→ Brano da leggere:
Se però ci si immagina una Sardegna dentro l’Europa, allora nascono una serie di altre domande: che idea di Europa? Di politiche sociali, di politiche di integrazione, di politiche di coesione territoriale… e, rispetto a queste, andrebbe detto come ci si pone rispetto alle tre-quattro forze in campo nel dibattito politico europeo (parlo di visioni ideali, prima ancora che di raggruppamenti elettorali).
Chiarito questo, alla fine, la domanda è: se si pensa di dover comunque giocare un ruolo nel dibattito politico europeo futuro, ci si può permettere di astenersi adesso? Io, francamente, penso di no, salvo che non sia preminente l’interesse di partito nel giochino difensivo di cui parlavo prima.

→ Estratti dei record:
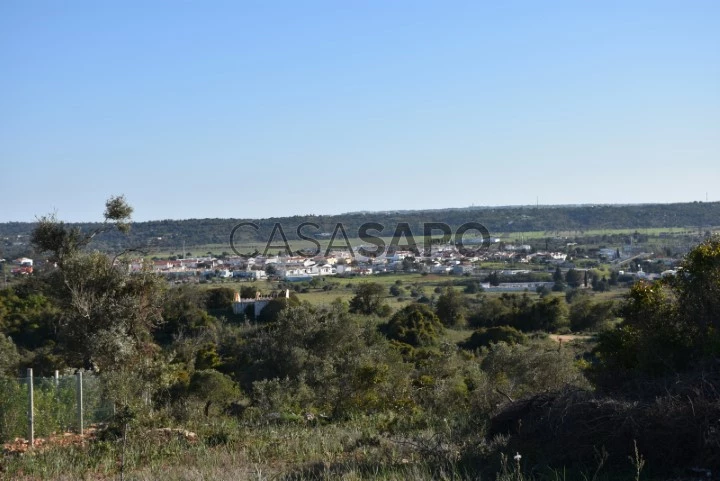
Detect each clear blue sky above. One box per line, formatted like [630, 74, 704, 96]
[0, 0, 720, 221]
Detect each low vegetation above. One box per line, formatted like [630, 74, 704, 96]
[0, 198, 720, 481]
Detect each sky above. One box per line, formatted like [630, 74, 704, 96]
[0, 0, 720, 222]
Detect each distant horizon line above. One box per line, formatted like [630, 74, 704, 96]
[0, 200, 720, 224]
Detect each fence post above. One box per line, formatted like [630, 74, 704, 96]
[76, 371, 83, 436]
[27, 367, 35, 448]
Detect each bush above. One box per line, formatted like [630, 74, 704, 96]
[459, 326, 527, 351]
[380, 304, 443, 347]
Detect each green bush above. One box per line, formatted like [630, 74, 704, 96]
[459, 326, 527, 351]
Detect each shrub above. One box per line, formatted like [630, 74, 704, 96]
[459, 326, 527, 351]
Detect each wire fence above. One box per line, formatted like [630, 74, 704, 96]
[0, 370, 113, 442]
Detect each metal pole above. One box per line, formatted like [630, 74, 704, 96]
[27, 367, 35, 448]
[77, 371, 83, 436]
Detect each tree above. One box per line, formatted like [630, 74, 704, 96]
[189, 369, 242, 416]
[31, 196, 166, 371]
[565, 269, 583, 288]
[30, 195, 133, 268]
[380, 304, 443, 347]
[0, 334, 20, 376]
[485, 271, 500, 286]
[205, 287, 236, 309]
[350, 282, 389, 316]
[459, 326, 527, 351]
[592, 237, 720, 383]
[435, 287, 466, 327]
[569, 297, 615, 332]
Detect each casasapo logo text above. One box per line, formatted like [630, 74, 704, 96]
[230, 222, 490, 258]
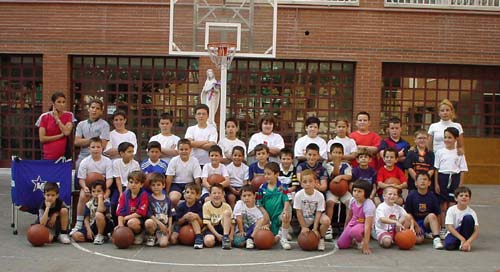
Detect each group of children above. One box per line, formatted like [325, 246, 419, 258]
[40, 100, 478, 254]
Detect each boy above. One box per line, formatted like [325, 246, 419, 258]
[218, 117, 247, 165]
[201, 145, 229, 202]
[372, 187, 414, 248]
[203, 183, 233, 249]
[297, 144, 328, 192]
[294, 116, 328, 162]
[248, 144, 269, 182]
[349, 111, 380, 169]
[185, 104, 217, 167]
[144, 173, 172, 247]
[256, 162, 292, 250]
[141, 141, 170, 176]
[233, 185, 265, 249]
[37, 182, 71, 244]
[148, 113, 180, 163]
[172, 183, 203, 249]
[405, 172, 443, 249]
[71, 180, 113, 245]
[378, 117, 410, 170]
[165, 139, 201, 207]
[404, 129, 434, 192]
[444, 186, 479, 252]
[293, 169, 330, 251]
[70, 137, 113, 235]
[375, 147, 408, 206]
[116, 171, 149, 245]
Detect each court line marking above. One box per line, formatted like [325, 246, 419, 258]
[71, 242, 338, 267]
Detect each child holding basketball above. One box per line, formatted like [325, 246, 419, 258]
[337, 180, 375, 254]
[71, 180, 113, 245]
[144, 173, 172, 247]
[233, 185, 266, 249]
[37, 182, 71, 244]
[116, 171, 149, 245]
[171, 182, 203, 249]
[293, 169, 330, 251]
[203, 183, 233, 249]
[256, 162, 292, 250]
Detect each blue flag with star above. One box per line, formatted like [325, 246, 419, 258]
[11, 160, 72, 214]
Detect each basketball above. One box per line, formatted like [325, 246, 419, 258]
[329, 179, 349, 197]
[252, 175, 266, 192]
[394, 230, 417, 250]
[207, 174, 226, 185]
[297, 231, 319, 251]
[85, 172, 106, 188]
[253, 229, 274, 249]
[111, 226, 134, 249]
[179, 225, 195, 246]
[26, 224, 50, 246]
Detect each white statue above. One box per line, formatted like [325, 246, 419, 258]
[201, 69, 220, 126]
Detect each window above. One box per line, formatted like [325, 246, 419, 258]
[382, 63, 500, 137]
[0, 54, 43, 166]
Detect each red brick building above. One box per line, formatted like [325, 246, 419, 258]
[0, 0, 500, 184]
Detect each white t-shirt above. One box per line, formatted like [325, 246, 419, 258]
[434, 148, 468, 174]
[326, 136, 358, 155]
[226, 163, 248, 188]
[429, 120, 464, 153]
[233, 200, 264, 233]
[293, 135, 328, 160]
[217, 138, 247, 159]
[149, 133, 181, 163]
[185, 124, 217, 165]
[113, 160, 141, 186]
[293, 189, 325, 226]
[248, 132, 285, 163]
[374, 202, 406, 239]
[444, 205, 479, 236]
[167, 156, 201, 184]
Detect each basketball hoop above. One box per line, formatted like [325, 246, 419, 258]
[207, 42, 236, 69]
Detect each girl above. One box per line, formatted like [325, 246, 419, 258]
[434, 127, 467, 236]
[428, 99, 465, 155]
[35, 92, 74, 160]
[327, 120, 358, 161]
[337, 180, 375, 254]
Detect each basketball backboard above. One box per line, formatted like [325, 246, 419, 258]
[169, 0, 278, 58]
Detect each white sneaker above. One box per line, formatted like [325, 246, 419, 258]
[432, 237, 444, 249]
[318, 238, 325, 251]
[246, 238, 255, 249]
[280, 239, 292, 250]
[57, 233, 71, 244]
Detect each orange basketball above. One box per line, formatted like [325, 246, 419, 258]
[297, 231, 319, 251]
[252, 175, 266, 192]
[26, 224, 50, 246]
[394, 230, 417, 250]
[253, 229, 274, 249]
[207, 174, 226, 185]
[85, 172, 106, 188]
[329, 179, 349, 197]
[179, 225, 195, 246]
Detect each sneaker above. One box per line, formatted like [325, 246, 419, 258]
[246, 238, 255, 249]
[94, 234, 104, 245]
[318, 238, 325, 251]
[280, 239, 292, 250]
[57, 233, 71, 244]
[146, 235, 156, 246]
[194, 235, 203, 249]
[222, 236, 231, 249]
[325, 225, 333, 240]
[432, 237, 443, 249]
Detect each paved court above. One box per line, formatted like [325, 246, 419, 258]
[0, 169, 500, 272]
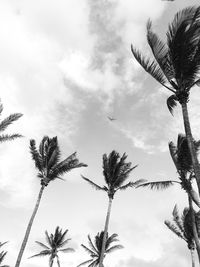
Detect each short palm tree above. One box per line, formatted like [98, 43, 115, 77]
[165, 205, 195, 267]
[138, 134, 200, 262]
[15, 136, 87, 267]
[131, 7, 200, 195]
[77, 231, 123, 267]
[0, 103, 22, 142]
[82, 150, 145, 267]
[31, 226, 74, 267]
[0, 242, 9, 267]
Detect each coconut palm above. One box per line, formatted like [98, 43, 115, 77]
[0, 103, 22, 142]
[82, 150, 145, 267]
[77, 231, 123, 267]
[0, 242, 9, 267]
[138, 134, 200, 262]
[15, 136, 87, 267]
[30, 226, 74, 267]
[138, 134, 200, 207]
[131, 7, 200, 194]
[165, 205, 195, 267]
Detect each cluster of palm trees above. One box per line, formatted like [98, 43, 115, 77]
[0, 3, 200, 267]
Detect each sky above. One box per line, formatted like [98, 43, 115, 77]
[0, 0, 200, 267]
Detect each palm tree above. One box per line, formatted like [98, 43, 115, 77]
[131, 7, 200, 194]
[30, 226, 74, 267]
[0, 103, 22, 142]
[138, 134, 200, 262]
[15, 136, 87, 267]
[0, 242, 9, 267]
[82, 150, 145, 267]
[77, 231, 123, 267]
[165, 205, 195, 267]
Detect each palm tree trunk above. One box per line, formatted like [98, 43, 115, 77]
[15, 185, 45, 267]
[190, 249, 195, 267]
[99, 197, 113, 267]
[188, 196, 200, 263]
[181, 103, 200, 196]
[57, 256, 60, 267]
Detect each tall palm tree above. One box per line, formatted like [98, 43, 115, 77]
[15, 136, 87, 267]
[0, 103, 22, 142]
[165, 205, 195, 267]
[77, 231, 123, 267]
[30, 226, 74, 267]
[131, 7, 200, 195]
[0, 242, 9, 267]
[138, 134, 200, 263]
[82, 150, 145, 267]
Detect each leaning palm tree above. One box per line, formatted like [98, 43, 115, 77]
[0, 241, 9, 267]
[138, 134, 200, 262]
[30, 226, 74, 267]
[0, 103, 22, 142]
[82, 150, 145, 267]
[77, 231, 123, 267]
[131, 7, 200, 195]
[15, 136, 87, 267]
[165, 205, 195, 267]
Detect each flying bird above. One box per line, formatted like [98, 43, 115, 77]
[108, 116, 116, 121]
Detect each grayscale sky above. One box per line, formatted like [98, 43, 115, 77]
[0, 0, 200, 267]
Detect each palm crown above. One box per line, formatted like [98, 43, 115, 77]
[30, 136, 87, 186]
[0, 103, 22, 142]
[0, 242, 9, 267]
[131, 7, 200, 112]
[165, 205, 195, 250]
[82, 150, 145, 198]
[138, 134, 200, 202]
[77, 231, 123, 267]
[31, 226, 74, 266]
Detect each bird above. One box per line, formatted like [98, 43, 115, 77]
[107, 116, 116, 121]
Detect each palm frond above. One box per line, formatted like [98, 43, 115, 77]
[81, 175, 105, 191]
[30, 139, 42, 171]
[29, 250, 51, 259]
[131, 45, 167, 85]
[147, 20, 175, 82]
[59, 248, 75, 253]
[0, 134, 23, 142]
[35, 241, 50, 249]
[106, 245, 124, 253]
[81, 244, 95, 255]
[0, 113, 23, 132]
[77, 259, 93, 267]
[137, 180, 179, 190]
[164, 221, 185, 240]
[167, 95, 178, 115]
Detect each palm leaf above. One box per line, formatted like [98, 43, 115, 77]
[29, 250, 51, 259]
[77, 259, 93, 267]
[164, 221, 185, 240]
[59, 248, 75, 253]
[81, 175, 105, 191]
[106, 245, 124, 253]
[0, 134, 23, 142]
[147, 20, 175, 82]
[35, 241, 50, 249]
[167, 95, 178, 115]
[137, 180, 180, 190]
[131, 45, 167, 85]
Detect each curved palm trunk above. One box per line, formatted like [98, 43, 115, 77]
[57, 256, 60, 267]
[99, 197, 113, 267]
[188, 196, 200, 263]
[181, 103, 200, 196]
[190, 249, 195, 267]
[15, 186, 45, 267]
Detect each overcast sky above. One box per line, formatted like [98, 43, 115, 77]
[0, 0, 200, 267]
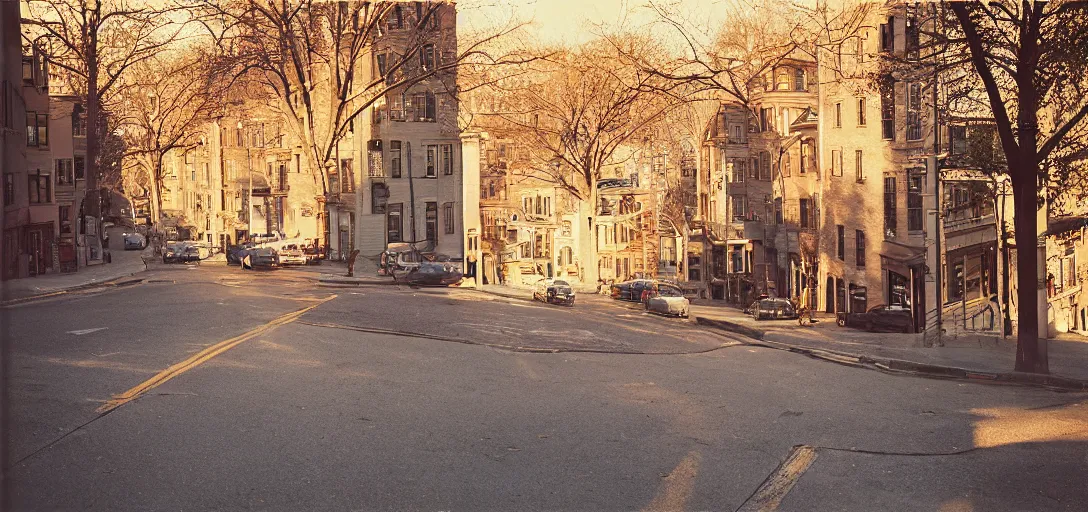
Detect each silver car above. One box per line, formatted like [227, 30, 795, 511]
[646, 285, 691, 319]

→ Sul compito:
Riprendi il testo sulla Sardegna in Europa e proseguilo dopo la sua ultima frase.

→ Risultato qui sotto:
Se invece l’astensionismo non è una opzione, c’è modo di giocare una partita politica date le regole attuali sulla rappresentanza? Se l’idea di rappresentanza che si ha è che la partita si può giocare solo se siamo sicuri di far eleggere uno di noi, ci si trova ovviamente in un cul de sac, e io credo che sia questo, ancora di più dell’incompetenza diffusa sulle politiche europee, a impastoiare l’azione di tanta politica di taglio indipendentista e a farla rinculare verso l’astensione. Ma se si accetta un’idea di democrazia di taglio internazionalista, e non nazionalista, ci sarebbero mille laboratori politici che si potrebbero costruire, in Sardegna e altrove, per essere protagonisti in Europa.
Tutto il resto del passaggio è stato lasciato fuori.